■ Do this
Report every line of the rows below that contains the word "spoon", and copy each such line in full.

=====

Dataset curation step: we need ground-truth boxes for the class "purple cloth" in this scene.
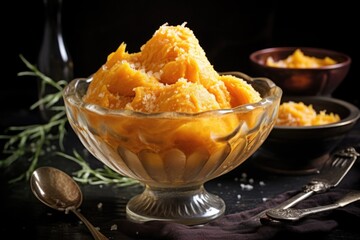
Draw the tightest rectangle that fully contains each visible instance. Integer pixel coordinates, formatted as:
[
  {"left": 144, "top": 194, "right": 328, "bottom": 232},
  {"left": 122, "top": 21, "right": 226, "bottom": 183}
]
[{"left": 114, "top": 189, "right": 360, "bottom": 240}]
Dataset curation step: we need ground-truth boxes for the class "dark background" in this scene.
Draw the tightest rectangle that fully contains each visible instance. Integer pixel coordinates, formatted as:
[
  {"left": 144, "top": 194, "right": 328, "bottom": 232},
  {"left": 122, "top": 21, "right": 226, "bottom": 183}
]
[{"left": 0, "top": 0, "right": 360, "bottom": 118}]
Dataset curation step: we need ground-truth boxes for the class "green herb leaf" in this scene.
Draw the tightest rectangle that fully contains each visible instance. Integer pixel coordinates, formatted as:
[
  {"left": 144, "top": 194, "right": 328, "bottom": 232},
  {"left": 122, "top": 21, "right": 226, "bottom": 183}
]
[{"left": 0, "top": 55, "right": 138, "bottom": 186}]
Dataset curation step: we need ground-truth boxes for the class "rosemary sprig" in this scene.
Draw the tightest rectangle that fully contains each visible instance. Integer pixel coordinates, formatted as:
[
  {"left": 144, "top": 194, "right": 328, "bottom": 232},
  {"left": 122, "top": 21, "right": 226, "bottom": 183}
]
[
  {"left": 0, "top": 55, "right": 137, "bottom": 186},
  {"left": 57, "top": 150, "right": 139, "bottom": 187}
]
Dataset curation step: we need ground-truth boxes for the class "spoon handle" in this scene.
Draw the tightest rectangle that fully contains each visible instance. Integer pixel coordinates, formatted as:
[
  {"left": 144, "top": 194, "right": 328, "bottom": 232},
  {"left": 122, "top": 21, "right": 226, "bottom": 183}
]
[{"left": 71, "top": 209, "right": 108, "bottom": 240}]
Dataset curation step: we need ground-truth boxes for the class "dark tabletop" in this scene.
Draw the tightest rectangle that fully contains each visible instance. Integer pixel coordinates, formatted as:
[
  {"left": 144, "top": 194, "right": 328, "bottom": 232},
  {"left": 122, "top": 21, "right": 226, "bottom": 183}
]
[{"left": 0, "top": 110, "right": 360, "bottom": 239}]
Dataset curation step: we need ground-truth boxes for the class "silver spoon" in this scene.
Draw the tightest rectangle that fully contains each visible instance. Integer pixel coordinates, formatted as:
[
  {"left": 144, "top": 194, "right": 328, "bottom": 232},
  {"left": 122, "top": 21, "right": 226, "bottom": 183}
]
[
  {"left": 30, "top": 167, "right": 108, "bottom": 240},
  {"left": 266, "top": 191, "right": 360, "bottom": 221}
]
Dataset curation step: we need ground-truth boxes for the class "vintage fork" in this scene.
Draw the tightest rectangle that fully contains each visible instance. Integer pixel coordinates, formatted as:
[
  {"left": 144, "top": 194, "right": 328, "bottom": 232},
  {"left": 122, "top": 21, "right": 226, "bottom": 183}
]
[{"left": 244, "top": 147, "right": 360, "bottom": 226}]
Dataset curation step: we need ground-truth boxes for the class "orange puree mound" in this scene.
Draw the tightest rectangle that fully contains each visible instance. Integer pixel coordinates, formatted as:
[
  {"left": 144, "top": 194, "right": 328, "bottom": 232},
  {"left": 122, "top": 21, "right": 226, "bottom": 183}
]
[{"left": 84, "top": 24, "right": 261, "bottom": 113}]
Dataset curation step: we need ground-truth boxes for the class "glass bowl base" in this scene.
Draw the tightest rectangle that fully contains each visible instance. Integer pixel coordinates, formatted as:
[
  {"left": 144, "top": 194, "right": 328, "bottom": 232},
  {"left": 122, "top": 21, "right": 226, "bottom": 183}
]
[{"left": 126, "top": 185, "right": 225, "bottom": 225}]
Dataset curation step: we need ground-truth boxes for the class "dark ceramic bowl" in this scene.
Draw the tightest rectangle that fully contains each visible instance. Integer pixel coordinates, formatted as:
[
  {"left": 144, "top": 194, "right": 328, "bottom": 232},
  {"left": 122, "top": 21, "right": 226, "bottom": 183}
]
[
  {"left": 253, "top": 96, "right": 360, "bottom": 175},
  {"left": 250, "top": 47, "right": 351, "bottom": 96}
]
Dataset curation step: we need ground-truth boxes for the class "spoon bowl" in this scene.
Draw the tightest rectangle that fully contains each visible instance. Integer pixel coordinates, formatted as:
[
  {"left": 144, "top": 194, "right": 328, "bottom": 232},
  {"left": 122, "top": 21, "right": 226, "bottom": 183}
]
[{"left": 30, "top": 167, "right": 108, "bottom": 240}]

=====

■ Solution for this exercise
Dataset curation step: we need ground-truth boxes for the class "spoon handle" in this scene.
Dataset curation step: we need ground-truth boxes for the class "silver spoon" in this scene.
Dataset curation step: we need ground-truth boxes for the class "spoon bowl" in this scene.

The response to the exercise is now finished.